_Selected text_
══════════

While the articles telling of Turner's appeal bring up the forgotten feeling of outrage we experienced from the trial, my stomach also has been twisted into a feeling of nausea every time Brock's face appears on the media.

I'm not sorry, Brock. Your actions, trials, and now appeal have all displayed the glaring issues we have in the US facing assault, rape, and white privilege. And heart-breakingly, one victim had to suffer for these to come to view.

Here is a summary and outline to catch anyone who's out of the loop up:

January 10, 2015: Brock Turner, a swimmer at Stanford University, is reportedly very "creepy" and "handsy" at an event at Kappa Alpha Order fraternity towards a woman who later spoke out.

January 17, 2015: Turner leaves the Kappa Alpha fraternity house with the victim, Emily Doe, and is soon pulled off her by passing graduate students who spot him thrusting himself into her unconscious body behind a dumpster—whoops, my bad, thrusting himself into her unconscious body dumpster-adjacent and as a result, is tackled by the grad students and later arrested,

January 18, 2015: Turner posts up a $150,000 bail, most assuming from his daddy.

January 28, 2015: Turner is formally charged with two counts of rape, two counts of penetration and one count of assault with intent to rape.

October 7, 2015: Rape charges are dropped.

March 30, 2016: The court finds Turner guilty on all remaining assault charges, but Turner and his defense appeal.

June 2, 2016: Judge Aaron Persky of Santa Clara County sentences Turner to six months in jail and to register as a sex offender—an extremely light sentence seeing that the maximum (and typical) could have been up to 14 years in prison.

September 2, 2016: Turner is released from jail after 3 months.

December 1, 2017: Turner and his defense submit a 172-page brief insinuating that Turner’s trial was not fair.

First, let’s get to the point. On March 30, 2016, Turner was found guilty of several indictments relating to that night. These are sexual penetration of an unconscious woman, sexual penetration of an intoxicated woman, and assault with intent to rape.

So, here we are, in December of 2017 and still hearing about Turner and his defense constantly arguing his side.

I understand how the justice system works. I know that a lot of this case rode on the emotional level for people all over the country. I know that many people insinuated Turner’s guilt before he even faced trial. But what I don’t understand is how because of these things, a man convicted and proven to not only assault and take advantage of a woman unconscious, but to be a predator, has continued to emphasize the rhetoric of assault on college campuses as well as white privilege within the US justice system.

══════════

_Material_
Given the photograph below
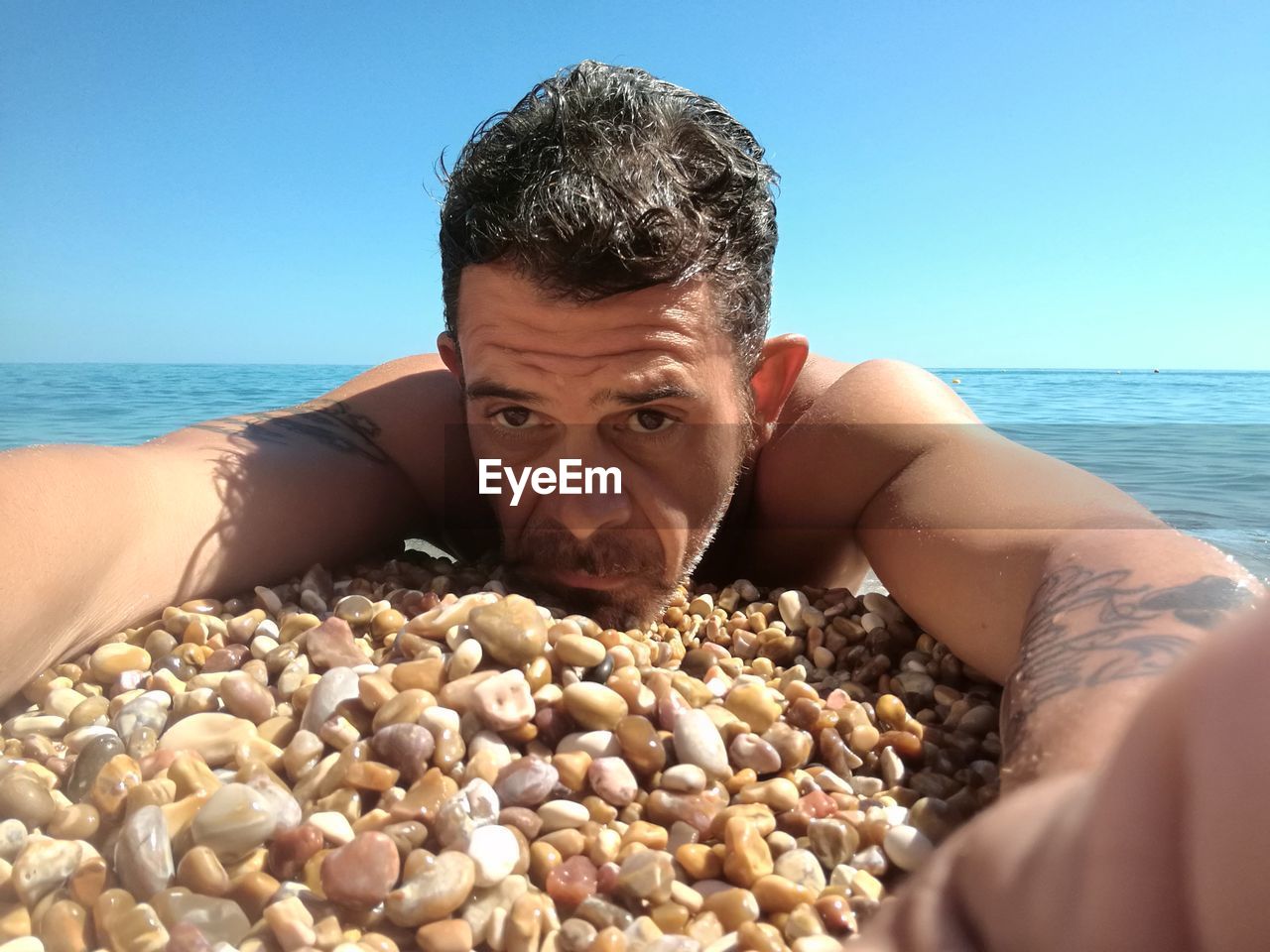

══════════

_Stated exercise 1_
For the piece on the Turner case, state whether each claim agrees with the text, answering yes or no and quoting the deciding words: (a) Turner's bail was $150,000. (b) Turner was released from jail after six months. (c) The brief submitted by Turner and his defense was 172 pages long.
_Stated exercise 2_
Please carry on the piece on the Turner case from the point where it stops.
The listing has no role in this work.

_Task output 1_
(a) Yes: "Turner posts up a $150,000 bail"
(b) No: "Turner is released from jail after 3 months."
(c) Yes: "Turner and his defense submit a 172-page brief"

_Task output 2_
As we launch in to a new ordeal of watching the appeal, here are some key things we need to remember:

Rape is rape

Quite honestly, I don’t give a damn if he wasn’t convicted of rape. Brock Turner is a rapist. He is a clean-cut cookie cutter image of college men and because of that, so many people, including his own father, refuse to recognize him as the monster he is.

Brock, I don’t care how intoxicated the woman was. I don’t care if you “thought she wanted it”. And what I really don’t care about is how “excellent” of a student or athlete you are. You’re a monster, and what you did that night was horrific and going to follow that victim throughout the rest of her life.

Turner’s father became infamous as he referred to the assault as “20-minutes of action” in his letter to the court. Let’s look at the idiocy of this phrase. “20-minutes of action”. For 20 minutes, Brock Turner repeatedly forced himself inside an unconscious body and the only thing that stopped him were the bystanders who intervened as they saw an unconscious body be thrust into over and over again BEHIND A DUMPSTER. For 20 minutes, Brock Turner raped, assaulted, and altered the life of an innocent girl who just happened to drink too much and fall into the hands of a monster. It may have just been “20 minutes” but just because the time window was brief, doesn’t mean the damage was.

The thing that’s so difficult to recognize on a college campus is that rape, regardless of who it is, is rape. It doesn’t matter how intoxicated either party is, when someone forces themselves on an unconscious body, it’s rape. I don’t care that the charge wasn’t “deemed” rape entirely. The charge was penetration of a foreign object, so honestly, I couldn’t tell you which one is worse, rape or being repeatedly gouged into with a foreign object behind a dumpster. Brock, you raped someone. You’re a rapist, regardless of what your defense attorney or daddy tells you because even they know deep down that what you did was horrible. The jury didn’t overlook your swimming career or your grades, they were simply overpowered by the evidence that proved you assaulted that girl on the night of January 17, 2015.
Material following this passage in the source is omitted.